▸ Task statement:
Answer from the Bodyguard review below:
(a) On what date does Bodyguard arrive on Netflix?
(b) How many parts is the story split across?
(c) Where does the memorable segment in the first 20 minutes take place?
--- Begin Quoted text ---
Bodyguard hits Netflix on October 24th.
[Ed. note: Being that TV and City is on a bit of a hiatus, this article has not been edited.]
By Greg Wheeler
Back on the 26th August, BBC released the first episode to its highly ambitious, expensively produced original, Bodyguard. As well as achieving the highest viewing figures for a new BBC drama that day, Bodyguard boasts an impressively aligned cast with an adrenaline-fuelled story split across 6 parts. The much-discussed Bodyguard is a defining series for the BBC; an attempt to show they can still compete with the best producers of television in this digital streaming age. Unfortunately for Bodyguard, the show runs out of steam late on, slowing the pace and falling into clichéd territory, undoing some of the excellent early work.
The first 20 minutes of Bodyguard are arguably the best in any TV drama released this year. Dripping in tension, a memorable segment on board a train is enough to set the mood and tone for the rest of the series to follow. For the first 3 episodes at least, Bodyguard maintains this level of adrenaline-fuelled action and tension. The second half of the show sees the action fall by the wayside, exposing a much more archetypal investigative drama with a political conspiracy at its heart. Although Bodyguard does wrap up most of its big plot threads in a neat Hollywood-esque bow with its formulaic finale, it also feels like a bit of a missed opportunity given the excellent start this show had. To say the finale was disappointing is an understatement; it’s another example of why reviewers need to be looking at reviewing an entire product, not 1 or 2 episodes of a show.
--- End Quoted text ---
--- Begin Provided material ---
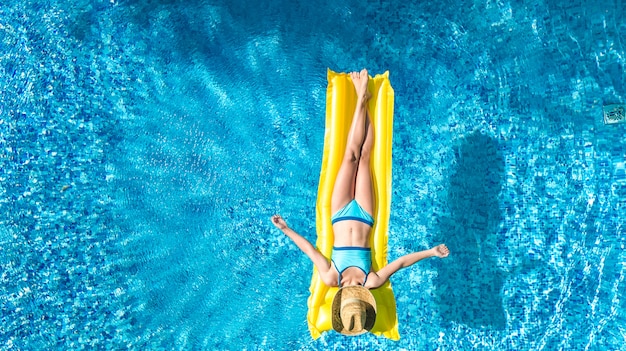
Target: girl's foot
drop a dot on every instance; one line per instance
(359, 79)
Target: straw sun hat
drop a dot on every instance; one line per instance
(353, 310)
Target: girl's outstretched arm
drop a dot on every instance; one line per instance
(377, 279)
(322, 264)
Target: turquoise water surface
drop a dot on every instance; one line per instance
(145, 144)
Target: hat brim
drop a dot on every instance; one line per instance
(359, 293)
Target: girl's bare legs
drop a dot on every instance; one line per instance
(352, 178)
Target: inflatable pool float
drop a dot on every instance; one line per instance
(340, 104)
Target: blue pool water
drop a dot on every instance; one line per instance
(145, 144)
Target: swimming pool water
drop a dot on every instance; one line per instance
(145, 144)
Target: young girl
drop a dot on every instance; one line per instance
(352, 205)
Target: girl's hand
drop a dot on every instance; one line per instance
(441, 251)
(279, 222)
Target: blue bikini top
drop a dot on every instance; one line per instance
(351, 256)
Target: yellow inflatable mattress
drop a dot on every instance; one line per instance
(340, 105)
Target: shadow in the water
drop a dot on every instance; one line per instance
(470, 284)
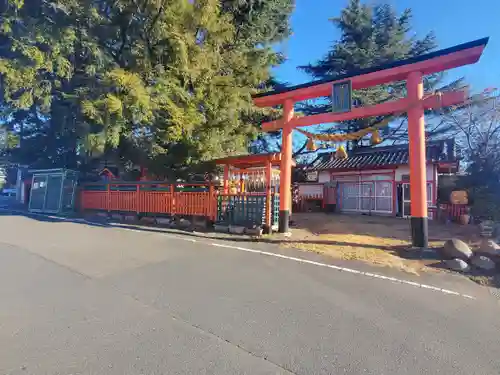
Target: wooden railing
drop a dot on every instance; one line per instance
(151, 198)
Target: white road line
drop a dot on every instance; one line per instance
(275, 255)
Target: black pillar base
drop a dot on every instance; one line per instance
(419, 232)
(283, 221)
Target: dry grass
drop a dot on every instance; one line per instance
(377, 240)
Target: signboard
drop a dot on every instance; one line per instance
(342, 97)
(312, 176)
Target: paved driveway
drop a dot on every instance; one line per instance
(80, 299)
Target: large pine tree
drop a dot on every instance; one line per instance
(164, 84)
(370, 35)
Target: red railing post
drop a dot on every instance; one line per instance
(172, 194)
(108, 196)
(137, 199)
(212, 204)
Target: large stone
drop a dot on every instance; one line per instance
(456, 248)
(489, 247)
(221, 228)
(482, 262)
(458, 265)
(236, 229)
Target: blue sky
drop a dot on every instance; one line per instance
(453, 22)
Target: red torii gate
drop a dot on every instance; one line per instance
(410, 70)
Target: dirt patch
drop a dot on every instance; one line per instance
(381, 241)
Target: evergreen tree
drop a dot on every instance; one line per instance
(371, 35)
(164, 84)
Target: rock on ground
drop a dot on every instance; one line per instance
(489, 247)
(482, 262)
(456, 248)
(457, 265)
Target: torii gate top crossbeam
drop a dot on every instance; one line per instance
(449, 58)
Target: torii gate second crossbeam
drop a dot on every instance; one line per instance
(410, 70)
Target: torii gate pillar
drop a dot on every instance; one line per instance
(418, 174)
(286, 168)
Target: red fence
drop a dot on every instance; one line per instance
(142, 198)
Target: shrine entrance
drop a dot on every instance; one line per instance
(414, 104)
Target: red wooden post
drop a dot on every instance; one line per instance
(286, 167)
(418, 179)
(172, 199)
(212, 202)
(137, 199)
(108, 196)
(226, 178)
(269, 172)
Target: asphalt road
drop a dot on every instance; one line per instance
(79, 299)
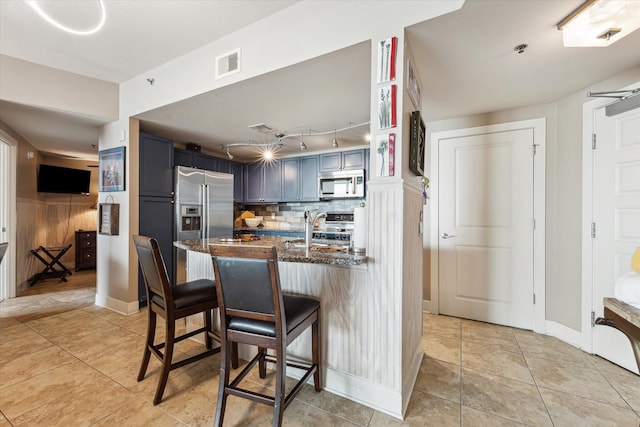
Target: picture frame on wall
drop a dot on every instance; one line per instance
(416, 144)
(111, 172)
(413, 87)
(387, 59)
(387, 107)
(385, 148)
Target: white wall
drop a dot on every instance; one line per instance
(563, 191)
(39, 86)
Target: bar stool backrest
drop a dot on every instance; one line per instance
(154, 270)
(248, 284)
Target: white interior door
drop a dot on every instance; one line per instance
(486, 236)
(7, 217)
(616, 215)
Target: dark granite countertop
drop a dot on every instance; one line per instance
(288, 250)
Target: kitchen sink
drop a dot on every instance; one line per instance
(321, 247)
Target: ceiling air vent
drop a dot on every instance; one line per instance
(227, 64)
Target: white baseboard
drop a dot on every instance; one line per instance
(430, 306)
(409, 380)
(117, 305)
(373, 395)
(566, 334)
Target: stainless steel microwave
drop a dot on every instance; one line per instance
(341, 184)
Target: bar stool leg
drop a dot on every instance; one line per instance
(279, 403)
(166, 360)
(151, 334)
(224, 382)
(315, 351)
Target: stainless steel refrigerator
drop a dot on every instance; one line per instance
(204, 208)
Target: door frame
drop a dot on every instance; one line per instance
(589, 110)
(539, 239)
(10, 257)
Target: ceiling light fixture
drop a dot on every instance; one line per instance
(599, 23)
(103, 17)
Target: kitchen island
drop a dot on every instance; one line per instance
(353, 362)
(289, 250)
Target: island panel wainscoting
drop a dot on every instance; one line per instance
(351, 322)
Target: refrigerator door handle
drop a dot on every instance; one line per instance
(204, 211)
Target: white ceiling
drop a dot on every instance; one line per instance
(466, 61)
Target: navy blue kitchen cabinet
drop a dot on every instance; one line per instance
(263, 181)
(156, 220)
(156, 166)
(343, 160)
(182, 157)
(300, 179)
(155, 215)
(237, 169)
(202, 161)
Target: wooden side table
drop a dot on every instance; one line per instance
(85, 249)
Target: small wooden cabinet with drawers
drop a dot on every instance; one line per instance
(85, 249)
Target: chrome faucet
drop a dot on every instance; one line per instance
(309, 224)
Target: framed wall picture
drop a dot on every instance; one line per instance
(387, 59)
(111, 175)
(385, 147)
(109, 219)
(413, 87)
(416, 144)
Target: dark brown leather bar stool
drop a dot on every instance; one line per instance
(254, 311)
(172, 303)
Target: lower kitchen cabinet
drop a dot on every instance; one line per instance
(85, 249)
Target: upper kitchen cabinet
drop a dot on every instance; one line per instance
(156, 166)
(193, 159)
(237, 169)
(343, 160)
(263, 181)
(202, 161)
(300, 179)
(182, 157)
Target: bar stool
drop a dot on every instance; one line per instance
(172, 303)
(254, 311)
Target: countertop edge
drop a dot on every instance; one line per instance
(285, 254)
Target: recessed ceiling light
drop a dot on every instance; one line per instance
(598, 23)
(261, 127)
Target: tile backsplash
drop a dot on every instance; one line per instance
(293, 212)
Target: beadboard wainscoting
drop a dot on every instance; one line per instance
(371, 314)
(412, 256)
(353, 328)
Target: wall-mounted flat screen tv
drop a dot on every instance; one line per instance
(57, 179)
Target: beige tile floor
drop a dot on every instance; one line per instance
(67, 362)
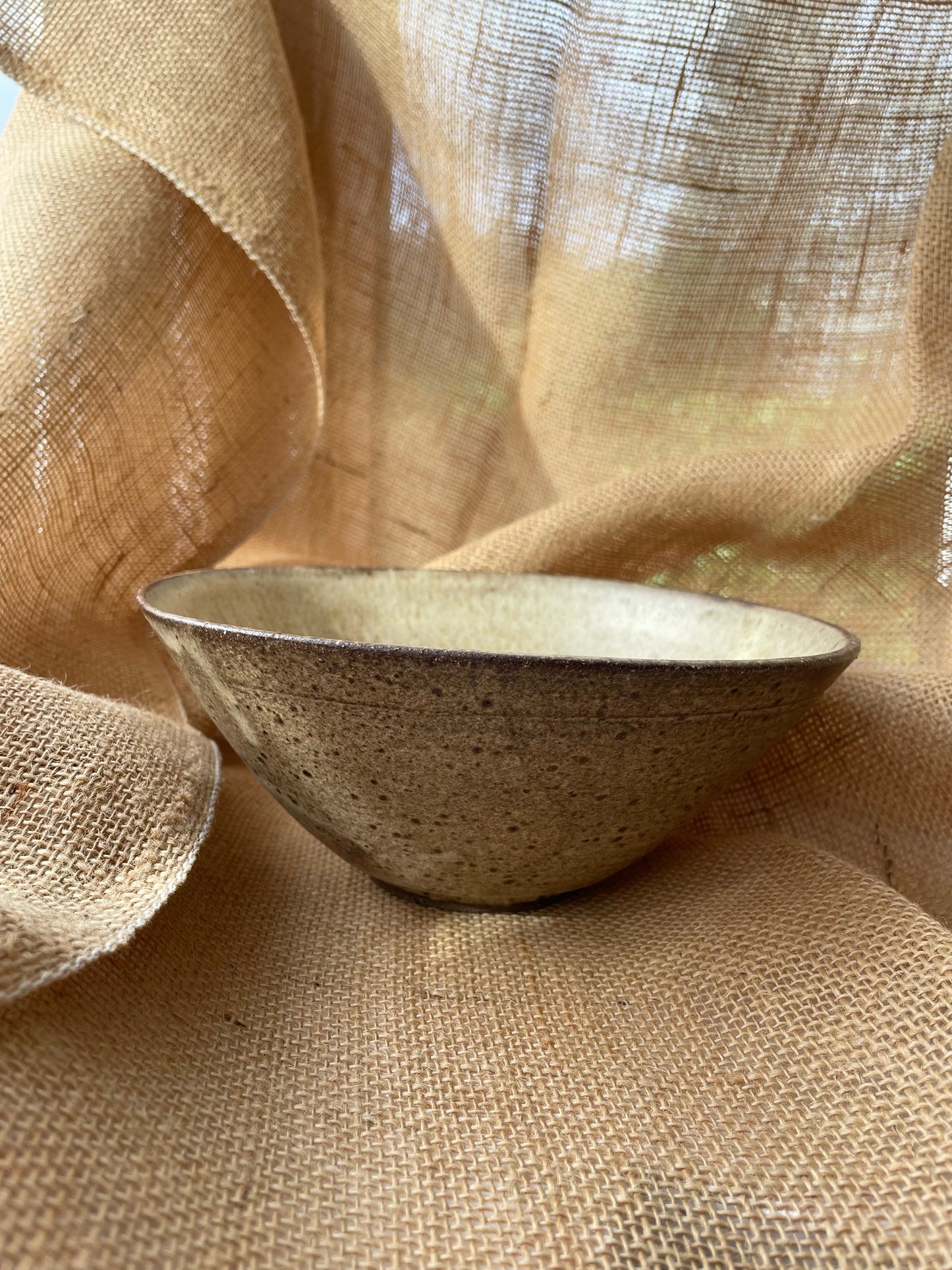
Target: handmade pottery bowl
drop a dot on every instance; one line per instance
(489, 739)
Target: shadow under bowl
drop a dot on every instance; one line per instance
(489, 739)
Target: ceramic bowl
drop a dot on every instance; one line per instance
(489, 739)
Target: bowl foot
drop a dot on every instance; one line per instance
(456, 907)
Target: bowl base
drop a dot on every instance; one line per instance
(455, 906)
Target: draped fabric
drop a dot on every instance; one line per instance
(648, 291)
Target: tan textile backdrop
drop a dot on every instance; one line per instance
(646, 290)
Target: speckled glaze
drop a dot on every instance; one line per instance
(587, 720)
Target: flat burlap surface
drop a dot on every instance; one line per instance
(644, 291)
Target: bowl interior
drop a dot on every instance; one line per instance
(518, 614)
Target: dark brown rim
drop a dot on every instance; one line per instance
(837, 657)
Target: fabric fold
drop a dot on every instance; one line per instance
(102, 812)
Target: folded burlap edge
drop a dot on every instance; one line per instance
(92, 842)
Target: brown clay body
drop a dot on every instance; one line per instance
(584, 722)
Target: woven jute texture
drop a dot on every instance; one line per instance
(650, 291)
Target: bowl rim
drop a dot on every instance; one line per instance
(427, 654)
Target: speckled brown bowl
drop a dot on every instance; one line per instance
(489, 739)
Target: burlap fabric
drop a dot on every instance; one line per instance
(646, 291)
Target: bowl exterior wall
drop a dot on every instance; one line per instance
(486, 780)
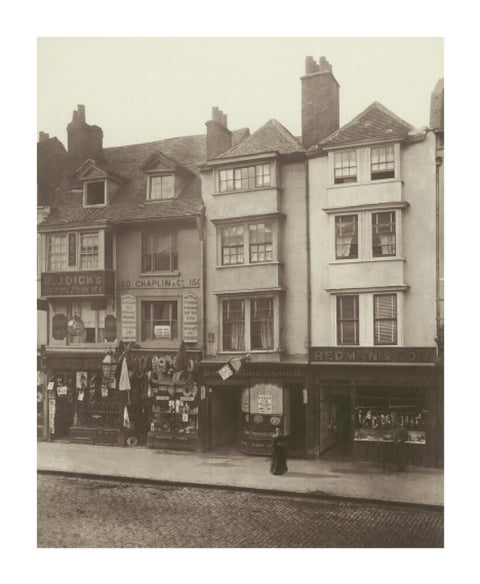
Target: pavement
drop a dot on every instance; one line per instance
(364, 481)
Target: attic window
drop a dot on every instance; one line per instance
(161, 187)
(94, 193)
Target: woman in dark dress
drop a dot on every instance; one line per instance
(279, 453)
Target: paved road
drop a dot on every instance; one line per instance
(81, 512)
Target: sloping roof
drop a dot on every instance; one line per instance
(271, 137)
(376, 122)
(129, 201)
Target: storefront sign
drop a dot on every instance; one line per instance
(159, 283)
(87, 283)
(110, 328)
(265, 404)
(59, 327)
(373, 355)
(190, 318)
(129, 318)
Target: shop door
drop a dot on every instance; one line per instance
(224, 416)
(296, 440)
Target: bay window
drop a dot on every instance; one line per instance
(248, 324)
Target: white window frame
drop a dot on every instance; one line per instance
(85, 193)
(160, 176)
(247, 243)
(247, 299)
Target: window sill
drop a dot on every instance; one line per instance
(275, 263)
(367, 260)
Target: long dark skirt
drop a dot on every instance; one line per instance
(279, 459)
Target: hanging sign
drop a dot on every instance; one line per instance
(129, 318)
(190, 318)
(59, 327)
(110, 328)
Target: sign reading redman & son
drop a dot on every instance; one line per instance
(373, 355)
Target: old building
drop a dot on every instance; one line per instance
(122, 272)
(374, 244)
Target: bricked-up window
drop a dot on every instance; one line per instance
(232, 245)
(95, 193)
(261, 242)
(234, 325)
(89, 251)
(385, 319)
(347, 320)
(382, 162)
(161, 187)
(345, 166)
(261, 323)
(346, 237)
(383, 234)
(159, 252)
(56, 252)
(159, 320)
(241, 179)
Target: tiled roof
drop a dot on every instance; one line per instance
(374, 123)
(271, 137)
(129, 201)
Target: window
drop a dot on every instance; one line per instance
(94, 193)
(240, 179)
(261, 243)
(232, 245)
(159, 252)
(257, 238)
(248, 324)
(57, 252)
(346, 236)
(385, 319)
(345, 167)
(233, 325)
(159, 320)
(89, 251)
(261, 323)
(382, 162)
(161, 187)
(383, 234)
(347, 320)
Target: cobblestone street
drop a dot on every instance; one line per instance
(85, 513)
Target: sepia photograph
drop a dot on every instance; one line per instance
(240, 292)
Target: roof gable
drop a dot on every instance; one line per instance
(375, 123)
(271, 137)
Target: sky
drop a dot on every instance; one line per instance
(142, 89)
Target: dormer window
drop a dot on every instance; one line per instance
(94, 194)
(161, 187)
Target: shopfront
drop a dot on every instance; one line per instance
(245, 409)
(364, 394)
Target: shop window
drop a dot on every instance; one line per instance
(159, 252)
(245, 178)
(382, 162)
(248, 324)
(161, 187)
(346, 236)
(159, 320)
(56, 252)
(383, 234)
(345, 167)
(347, 320)
(385, 319)
(89, 251)
(94, 194)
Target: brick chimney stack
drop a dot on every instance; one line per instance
--- End Provided material ---
▸ Exercise answer:
(a) October 24th
(b) 6
(c) On board a train